THE TASK: Repeat the whole listing exactly, leaving nothing out.
-=-=-=-=-
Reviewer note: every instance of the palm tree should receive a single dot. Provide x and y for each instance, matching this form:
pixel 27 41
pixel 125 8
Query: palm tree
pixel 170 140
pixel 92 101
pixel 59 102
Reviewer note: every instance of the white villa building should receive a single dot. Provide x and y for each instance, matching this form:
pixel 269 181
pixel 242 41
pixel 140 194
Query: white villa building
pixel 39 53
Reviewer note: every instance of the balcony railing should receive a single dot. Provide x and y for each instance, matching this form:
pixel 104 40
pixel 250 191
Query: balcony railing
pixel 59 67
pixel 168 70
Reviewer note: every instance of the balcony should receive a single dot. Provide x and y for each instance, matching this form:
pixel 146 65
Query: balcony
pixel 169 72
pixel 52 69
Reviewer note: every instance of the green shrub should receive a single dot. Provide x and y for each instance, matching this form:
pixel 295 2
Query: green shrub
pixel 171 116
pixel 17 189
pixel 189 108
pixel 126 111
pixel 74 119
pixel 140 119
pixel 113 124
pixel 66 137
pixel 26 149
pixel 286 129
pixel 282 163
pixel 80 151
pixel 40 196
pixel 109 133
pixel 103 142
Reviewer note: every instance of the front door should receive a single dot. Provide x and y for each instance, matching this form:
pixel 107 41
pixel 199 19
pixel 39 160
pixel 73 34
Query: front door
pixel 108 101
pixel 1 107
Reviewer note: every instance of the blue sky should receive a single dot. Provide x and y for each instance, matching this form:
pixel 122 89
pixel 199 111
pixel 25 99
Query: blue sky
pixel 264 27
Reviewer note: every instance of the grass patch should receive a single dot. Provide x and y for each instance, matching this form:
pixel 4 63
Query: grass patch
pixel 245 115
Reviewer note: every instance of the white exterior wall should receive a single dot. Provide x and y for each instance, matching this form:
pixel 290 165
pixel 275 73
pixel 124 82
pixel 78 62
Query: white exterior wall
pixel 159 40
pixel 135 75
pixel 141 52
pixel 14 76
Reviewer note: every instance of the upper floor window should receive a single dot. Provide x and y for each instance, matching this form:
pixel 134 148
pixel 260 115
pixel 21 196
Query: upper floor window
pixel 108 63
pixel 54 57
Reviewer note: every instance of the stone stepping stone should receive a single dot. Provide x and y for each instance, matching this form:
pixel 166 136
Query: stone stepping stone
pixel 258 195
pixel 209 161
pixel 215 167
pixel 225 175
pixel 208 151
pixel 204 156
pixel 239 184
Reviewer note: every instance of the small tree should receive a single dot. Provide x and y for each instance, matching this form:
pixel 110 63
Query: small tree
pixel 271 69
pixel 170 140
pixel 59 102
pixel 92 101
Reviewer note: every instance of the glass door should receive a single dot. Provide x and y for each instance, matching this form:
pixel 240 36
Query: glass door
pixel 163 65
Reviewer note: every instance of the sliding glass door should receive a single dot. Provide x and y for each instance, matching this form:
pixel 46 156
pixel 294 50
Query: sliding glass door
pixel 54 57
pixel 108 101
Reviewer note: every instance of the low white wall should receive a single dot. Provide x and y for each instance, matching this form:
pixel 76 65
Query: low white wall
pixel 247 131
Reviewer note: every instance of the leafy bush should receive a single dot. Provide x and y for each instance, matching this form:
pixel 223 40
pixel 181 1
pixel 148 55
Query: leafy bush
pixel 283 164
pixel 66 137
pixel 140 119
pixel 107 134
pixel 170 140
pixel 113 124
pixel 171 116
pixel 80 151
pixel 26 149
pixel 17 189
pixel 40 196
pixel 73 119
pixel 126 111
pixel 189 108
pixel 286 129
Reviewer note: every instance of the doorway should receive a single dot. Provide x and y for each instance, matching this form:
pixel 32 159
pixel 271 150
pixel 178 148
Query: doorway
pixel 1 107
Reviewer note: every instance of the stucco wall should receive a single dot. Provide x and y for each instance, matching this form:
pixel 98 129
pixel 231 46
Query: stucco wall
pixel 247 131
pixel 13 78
-=-=-=-=-
REPLY TO THE EXERCISE:
Reviewer note: every instance of the palm tree should receive a single dot. Provide x and y for each instance, matching this form:
pixel 27 41
pixel 125 8
Query: palm tree
pixel 170 140
pixel 92 101
pixel 59 102
Reviewer note: every instance of the white villa building should receive a single dot. Provide x and y for each instance, matching this form:
pixel 269 181
pixel 242 41
pixel 140 194
Query: white villa building
pixel 39 53
Reviewer note: every instance of the balcony railing should receive a single dot. Provide x and y for each instance, matching this form:
pixel 104 40
pixel 250 191
Query: balcony railing
pixel 59 67
pixel 168 70
Reviewer note: every instance of the balcony should receive a single dot. Provide x and y for each instance, matching this form:
pixel 146 65
Query: balcony
pixel 169 72
pixel 52 69
Reviewer note: every instance of the green shrub should receive a single dot. Provide x and y for each instance, matching this form:
pixel 295 2
Query: green shrub
pixel 171 116
pixel 17 189
pixel 189 108
pixel 126 111
pixel 74 119
pixel 140 119
pixel 113 124
pixel 66 137
pixel 26 149
pixel 286 129
pixel 282 163
pixel 80 151
pixel 40 196
pixel 109 133
pixel 103 142
Reviewer note: every instance of the front door should receive a single dot. Provide x and y for each instance, matching this form:
pixel 107 41
pixel 199 19
pixel 39 160
pixel 73 34
Query: front door
pixel 108 101
pixel 1 107
Reviewer note: every instance of the blue sky should receive a single dot. Provide x and y for each instance, matching this form:
pixel 122 89
pixel 199 111
pixel 25 99
Query: blue sky
pixel 264 27
Reviewer note: every instance of the grass patch should receive a single dot. Provide x and y for each instance, matching this form:
pixel 4 63
Query: grass patch
pixel 245 115
Reviewer note: every instance of the white exterior wall should receive a single dot. Provide x and y for each instance, matching this form:
pixel 290 165
pixel 275 73
pixel 124 82
pixel 78 62
Query: white exterior wall
pixel 159 40
pixel 135 75
pixel 141 52
pixel 14 76
Reviewer note: every instance of the upper floor window should receive a single dot. Provide x and y for each instance, matching this form:
pixel 134 148
pixel 260 115
pixel 21 196
Query: upper floor window
pixel 108 63
pixel 54 57
Reviewer note: every instance of the stone stepping stone should receive a single dot. Provide x and y for each instance, matching this form:
pixel 166 136
Query: stone stepping stone
pixel 258 195
pixel 209 161
pixel 215 167
pixel 225 175
pixel 208 151
pixel 204 156
pixel 239 184
Reviewer note: every instance of the small tree should receive a single dot. Provide x and y for each instance, matching this form:
pixel 110 63
Query: small tree
pixel 271 69
pixel 170 140
pixel 59 102
pixel 92 101
Reviewer note: every instance of the glass door should receive a single dot. Provide x and y for each instance, matching this form:
pixel 240 36
Query: glass door
pixel 163 65
Reviewer note: every instance of the sliding glass door should receive a single dot. Provide x and y for each instance, matching this form:
pixel 46 156
pixel 294 50
Query: sliding glass door
pixel 54 57
pixel 108 101
Reviewer note: every instance of the low white wall should receive a single dot. Provide x and y for each instance, matching this form:
pixel 76 65
Query: low white wall
pixel 247 131
Reviewer note: every instance of the leafy bush should receive a single dot. Provide x and y for each instance, matching this form:
pixel 223 40
pixel 181 1
pixel 148 55
Query: leafy bush
pixel 283 164
pixel 66 137
pixel 140 119
pixel 107 134
pixel 170 140
pixel 113 124
pixel 171 116
pixel 80 151
pixel 26 149
pixel 17 189
pixel 40 196
pixel 73 119
pixel 126 111
pixel 189 108
pixel 286 129
Reviewer note: every instance of the doorway should receive a single dot. Provide x and y for each instance, matching this form:
pixel 32 159
pixel 271 150
pixel 178 148
Query: doorway
pixel 1 107
Reviewer note: every instance of the stucco wall should receive a single dot. Provide x and y for each instance, matching this form:
pixel 98 129
pixel 231 46
Query: stucco wall
pixel 247 131
pixel 13 78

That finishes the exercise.